[A run of data]
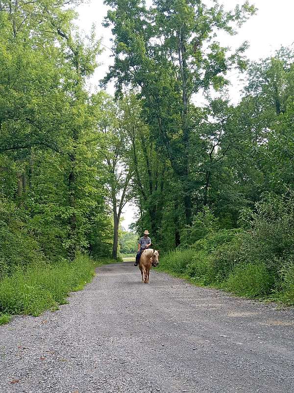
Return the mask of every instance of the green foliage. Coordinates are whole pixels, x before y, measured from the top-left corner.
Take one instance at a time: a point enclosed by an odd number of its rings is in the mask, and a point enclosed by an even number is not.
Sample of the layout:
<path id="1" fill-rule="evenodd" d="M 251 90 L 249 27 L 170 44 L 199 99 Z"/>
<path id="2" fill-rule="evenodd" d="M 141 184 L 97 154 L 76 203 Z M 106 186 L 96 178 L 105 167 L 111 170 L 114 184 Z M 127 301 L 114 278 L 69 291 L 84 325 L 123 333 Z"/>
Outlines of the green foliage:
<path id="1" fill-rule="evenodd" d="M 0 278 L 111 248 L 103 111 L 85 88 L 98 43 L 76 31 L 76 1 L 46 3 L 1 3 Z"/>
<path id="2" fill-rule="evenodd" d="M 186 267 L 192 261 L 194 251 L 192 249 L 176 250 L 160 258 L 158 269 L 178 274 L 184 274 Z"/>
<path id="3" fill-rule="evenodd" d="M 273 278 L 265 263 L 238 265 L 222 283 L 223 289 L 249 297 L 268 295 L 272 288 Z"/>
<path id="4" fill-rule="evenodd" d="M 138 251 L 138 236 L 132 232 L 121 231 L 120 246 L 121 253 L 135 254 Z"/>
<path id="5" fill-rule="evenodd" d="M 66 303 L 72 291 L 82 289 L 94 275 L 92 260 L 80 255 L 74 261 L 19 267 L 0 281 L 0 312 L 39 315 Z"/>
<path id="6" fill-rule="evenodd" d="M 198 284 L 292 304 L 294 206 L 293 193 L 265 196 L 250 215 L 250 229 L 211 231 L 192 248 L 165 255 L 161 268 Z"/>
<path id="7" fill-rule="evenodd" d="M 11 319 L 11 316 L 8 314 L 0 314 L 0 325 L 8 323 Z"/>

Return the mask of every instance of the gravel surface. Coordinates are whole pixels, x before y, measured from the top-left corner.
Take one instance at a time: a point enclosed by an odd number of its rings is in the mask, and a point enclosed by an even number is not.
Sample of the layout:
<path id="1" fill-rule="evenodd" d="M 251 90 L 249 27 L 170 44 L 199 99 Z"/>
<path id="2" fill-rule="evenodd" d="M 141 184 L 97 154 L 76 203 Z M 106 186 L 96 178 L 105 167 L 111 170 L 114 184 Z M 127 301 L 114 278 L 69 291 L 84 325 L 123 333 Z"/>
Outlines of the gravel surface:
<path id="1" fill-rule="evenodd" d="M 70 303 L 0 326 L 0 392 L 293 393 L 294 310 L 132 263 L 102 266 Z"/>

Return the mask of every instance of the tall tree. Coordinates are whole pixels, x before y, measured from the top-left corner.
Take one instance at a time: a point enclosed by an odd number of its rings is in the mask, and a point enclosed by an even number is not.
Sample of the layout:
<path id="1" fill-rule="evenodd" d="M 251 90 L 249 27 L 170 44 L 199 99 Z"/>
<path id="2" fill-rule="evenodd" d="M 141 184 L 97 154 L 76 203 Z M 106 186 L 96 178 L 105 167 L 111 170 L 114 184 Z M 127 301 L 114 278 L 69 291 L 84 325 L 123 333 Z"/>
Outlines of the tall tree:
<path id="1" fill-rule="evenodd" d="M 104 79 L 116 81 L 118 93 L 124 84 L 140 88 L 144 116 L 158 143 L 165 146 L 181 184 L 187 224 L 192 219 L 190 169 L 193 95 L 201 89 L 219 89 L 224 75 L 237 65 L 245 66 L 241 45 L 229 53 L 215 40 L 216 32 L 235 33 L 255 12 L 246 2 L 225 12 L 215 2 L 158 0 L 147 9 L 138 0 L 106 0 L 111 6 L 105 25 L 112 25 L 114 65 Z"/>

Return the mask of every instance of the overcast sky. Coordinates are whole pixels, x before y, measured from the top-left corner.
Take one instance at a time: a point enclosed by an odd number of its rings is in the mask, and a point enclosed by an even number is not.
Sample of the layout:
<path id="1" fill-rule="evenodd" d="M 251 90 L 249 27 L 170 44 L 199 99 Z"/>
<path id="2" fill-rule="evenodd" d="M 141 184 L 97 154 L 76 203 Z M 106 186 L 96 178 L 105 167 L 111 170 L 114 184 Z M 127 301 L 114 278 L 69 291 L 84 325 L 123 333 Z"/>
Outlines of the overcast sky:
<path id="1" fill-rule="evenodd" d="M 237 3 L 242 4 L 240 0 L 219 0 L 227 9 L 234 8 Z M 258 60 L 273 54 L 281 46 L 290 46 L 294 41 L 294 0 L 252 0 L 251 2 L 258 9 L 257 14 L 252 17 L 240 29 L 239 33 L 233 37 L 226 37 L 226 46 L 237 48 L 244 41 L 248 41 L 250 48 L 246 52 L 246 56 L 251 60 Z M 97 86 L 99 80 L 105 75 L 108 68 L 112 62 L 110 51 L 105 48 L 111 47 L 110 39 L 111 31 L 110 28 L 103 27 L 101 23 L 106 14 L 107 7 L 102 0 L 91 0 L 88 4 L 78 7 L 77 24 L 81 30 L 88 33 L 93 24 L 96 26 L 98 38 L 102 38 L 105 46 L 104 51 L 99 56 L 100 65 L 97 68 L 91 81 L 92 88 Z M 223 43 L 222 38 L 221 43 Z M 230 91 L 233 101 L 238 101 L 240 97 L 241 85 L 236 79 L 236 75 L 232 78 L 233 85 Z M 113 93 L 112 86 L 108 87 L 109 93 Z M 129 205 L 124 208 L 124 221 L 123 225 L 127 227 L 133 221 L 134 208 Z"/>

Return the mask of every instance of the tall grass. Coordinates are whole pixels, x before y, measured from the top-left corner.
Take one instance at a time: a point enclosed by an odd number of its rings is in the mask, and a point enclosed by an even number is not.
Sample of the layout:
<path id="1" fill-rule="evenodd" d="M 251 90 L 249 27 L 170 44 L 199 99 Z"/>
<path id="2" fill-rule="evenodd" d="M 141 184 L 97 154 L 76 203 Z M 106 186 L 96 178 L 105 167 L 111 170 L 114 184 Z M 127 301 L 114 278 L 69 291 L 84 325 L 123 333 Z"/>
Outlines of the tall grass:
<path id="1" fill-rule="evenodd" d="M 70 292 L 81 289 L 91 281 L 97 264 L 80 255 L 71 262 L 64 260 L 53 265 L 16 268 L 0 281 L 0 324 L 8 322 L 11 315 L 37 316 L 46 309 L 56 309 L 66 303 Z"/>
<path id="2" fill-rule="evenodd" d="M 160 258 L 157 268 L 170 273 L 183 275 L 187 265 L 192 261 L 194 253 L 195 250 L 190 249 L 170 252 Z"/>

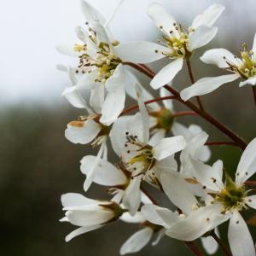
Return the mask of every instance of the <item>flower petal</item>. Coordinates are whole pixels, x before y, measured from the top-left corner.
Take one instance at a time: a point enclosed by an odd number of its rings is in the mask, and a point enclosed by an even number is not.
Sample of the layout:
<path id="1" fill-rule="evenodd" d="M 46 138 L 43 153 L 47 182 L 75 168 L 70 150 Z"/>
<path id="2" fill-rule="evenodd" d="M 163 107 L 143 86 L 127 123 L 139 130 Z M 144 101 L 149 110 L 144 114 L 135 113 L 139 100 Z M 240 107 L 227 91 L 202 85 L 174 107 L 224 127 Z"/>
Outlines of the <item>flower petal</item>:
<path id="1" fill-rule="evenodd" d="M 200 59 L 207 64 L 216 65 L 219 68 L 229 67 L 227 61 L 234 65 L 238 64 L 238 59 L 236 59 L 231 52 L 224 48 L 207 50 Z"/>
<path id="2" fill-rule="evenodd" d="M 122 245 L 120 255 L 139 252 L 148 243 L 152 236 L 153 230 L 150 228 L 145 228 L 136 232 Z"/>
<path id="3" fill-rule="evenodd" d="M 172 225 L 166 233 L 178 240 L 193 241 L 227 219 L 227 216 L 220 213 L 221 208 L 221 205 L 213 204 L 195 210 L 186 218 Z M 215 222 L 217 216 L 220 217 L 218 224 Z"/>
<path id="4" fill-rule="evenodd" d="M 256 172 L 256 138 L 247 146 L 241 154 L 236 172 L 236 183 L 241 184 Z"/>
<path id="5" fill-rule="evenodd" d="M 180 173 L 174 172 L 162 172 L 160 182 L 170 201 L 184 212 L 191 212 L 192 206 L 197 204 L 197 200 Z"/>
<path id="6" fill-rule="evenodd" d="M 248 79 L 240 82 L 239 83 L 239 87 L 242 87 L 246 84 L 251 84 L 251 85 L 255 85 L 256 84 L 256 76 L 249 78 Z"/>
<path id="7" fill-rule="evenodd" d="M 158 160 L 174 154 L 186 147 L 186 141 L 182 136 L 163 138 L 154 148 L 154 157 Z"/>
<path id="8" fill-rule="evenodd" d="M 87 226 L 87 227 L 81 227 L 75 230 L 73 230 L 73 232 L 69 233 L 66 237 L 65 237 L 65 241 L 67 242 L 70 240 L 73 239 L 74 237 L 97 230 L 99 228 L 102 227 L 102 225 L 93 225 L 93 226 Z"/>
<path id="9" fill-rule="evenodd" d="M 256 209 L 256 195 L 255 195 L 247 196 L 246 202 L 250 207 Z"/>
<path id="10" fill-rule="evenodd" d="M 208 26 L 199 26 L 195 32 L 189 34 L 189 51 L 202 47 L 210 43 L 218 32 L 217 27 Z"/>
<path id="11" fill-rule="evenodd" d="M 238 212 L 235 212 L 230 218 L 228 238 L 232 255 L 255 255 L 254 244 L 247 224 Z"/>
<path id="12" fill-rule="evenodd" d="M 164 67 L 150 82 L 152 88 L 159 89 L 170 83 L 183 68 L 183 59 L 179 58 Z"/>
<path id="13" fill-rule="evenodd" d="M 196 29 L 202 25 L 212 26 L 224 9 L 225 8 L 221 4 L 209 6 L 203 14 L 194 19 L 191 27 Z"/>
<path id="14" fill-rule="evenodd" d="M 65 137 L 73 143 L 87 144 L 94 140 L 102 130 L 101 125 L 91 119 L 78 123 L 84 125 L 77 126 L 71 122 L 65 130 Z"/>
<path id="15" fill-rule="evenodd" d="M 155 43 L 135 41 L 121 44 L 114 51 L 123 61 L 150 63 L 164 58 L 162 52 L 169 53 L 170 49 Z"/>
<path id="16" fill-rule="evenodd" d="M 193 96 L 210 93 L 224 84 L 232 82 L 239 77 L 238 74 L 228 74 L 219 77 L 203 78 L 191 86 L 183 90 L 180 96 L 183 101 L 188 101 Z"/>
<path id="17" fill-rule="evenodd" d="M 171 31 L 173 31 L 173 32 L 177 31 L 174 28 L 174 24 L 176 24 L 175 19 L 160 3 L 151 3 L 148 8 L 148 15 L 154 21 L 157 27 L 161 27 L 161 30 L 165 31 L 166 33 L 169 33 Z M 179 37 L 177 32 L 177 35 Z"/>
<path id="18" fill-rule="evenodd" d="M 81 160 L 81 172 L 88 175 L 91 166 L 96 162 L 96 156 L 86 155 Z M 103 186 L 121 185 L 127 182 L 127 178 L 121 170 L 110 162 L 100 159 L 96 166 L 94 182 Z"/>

* **DIRECTIONS FOR THIS TASK**:
Copy out the data word for word, from the line containing "Return the mask of every instance of the tall grass." through the line containing "160 258 L 157", with both of those lines included.

* **RESPONSE**:
Return the mask of every instance of the tall grass. Coordinates are whole pixels, x before y, measured from the top-left corner.
Take one instance at a time: a point enclosed by an odd number of its rings is in the mask, and a point enclosed by an even number is not.
Sample of the layout:
<path id="1" fill-rule="evenodd" d="M 251 90 L 249 27 L 170 44 L 199 99 Z"/>
<path id="2" fill-rule="evenodd" d="M 141 184 L 97 154 L 76 203 Z M 106 186 L 96 178 L 105 167 L 111 170 L 114 184 Z M 127 301 L 114 278 L 69 291 L 84 325 L 123 333 Z"/>
Outlines of the tall grass:
<path id="1" fill-rule="evenodd" d="M 70 292 L 81 289 L 91 281 L 97 264 L 80 255 L 71 262 L 64 260 L 53 265 L 16 268 L 0 281 L 0 324 L 8 322 L 11 315 L 37 316 L 46 309 L 56 309 L 66 303 Z"/>
<path id="2" fill-rule="evenodd" d="M 160 258 L 157 268 L 170 273 L 183 275 L 187 265 L 192 261 L 194 253 L 195 250 L 190 249 L 170 252 Z"/>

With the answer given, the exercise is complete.